**TO BE DONE:**
Can you rewrite the stretch from the line containing "q: magnolia petal" through the line containing "top-left (494, 226), bottom-right (579, 359)", with "bounding boxes" replaced by "box coordinates" and everything else left unchanged?

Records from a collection

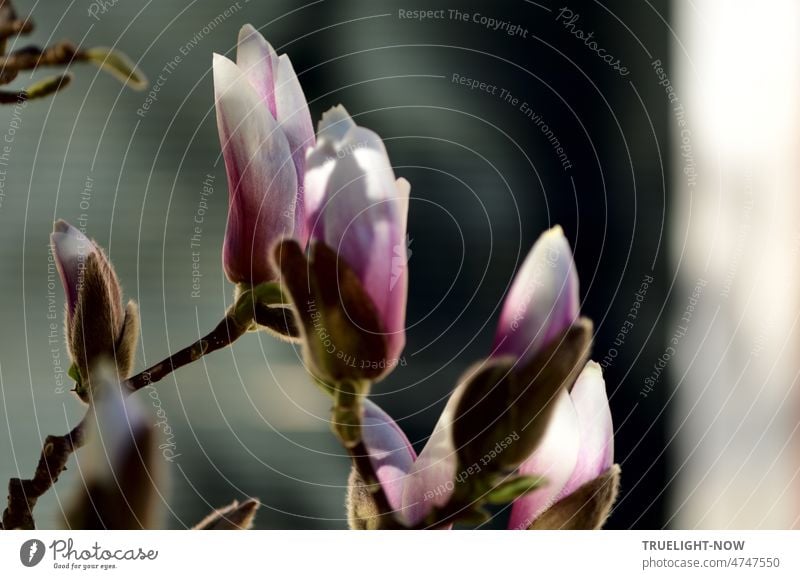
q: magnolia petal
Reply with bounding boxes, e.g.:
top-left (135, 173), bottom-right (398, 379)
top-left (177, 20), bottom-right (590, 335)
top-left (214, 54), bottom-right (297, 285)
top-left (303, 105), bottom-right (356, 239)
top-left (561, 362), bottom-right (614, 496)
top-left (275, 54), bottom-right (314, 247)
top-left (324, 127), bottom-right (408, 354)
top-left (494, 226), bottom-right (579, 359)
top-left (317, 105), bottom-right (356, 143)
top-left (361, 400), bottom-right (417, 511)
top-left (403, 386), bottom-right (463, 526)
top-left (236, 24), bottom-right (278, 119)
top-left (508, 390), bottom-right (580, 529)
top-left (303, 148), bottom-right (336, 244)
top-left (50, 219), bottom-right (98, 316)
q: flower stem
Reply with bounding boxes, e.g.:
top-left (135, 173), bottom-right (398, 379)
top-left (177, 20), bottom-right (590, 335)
---
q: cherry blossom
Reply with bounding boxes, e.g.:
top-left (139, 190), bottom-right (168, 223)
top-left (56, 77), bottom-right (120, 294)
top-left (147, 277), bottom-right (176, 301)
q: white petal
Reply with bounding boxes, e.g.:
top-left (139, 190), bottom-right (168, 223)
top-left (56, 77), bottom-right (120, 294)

**TASK OUTPUT:**
q: magnolia petal
Reply with box coordinates, e.g.:
top-left (135, 173), bottom-right (398, 379)
top-left (177, 20), bottom-right (590, 335)
top-left (214, 54), bottom-right (297, 285)
top-left (303, 105), bottom-right (356, 239)
top-left (561, 362), bottom-right (614, 496)
top-left (275, 54), bottom-right (314, 247)
top-left (324, 127), bottom-right (408, 354)
top-left (494, 226), bottom-right (579, 359)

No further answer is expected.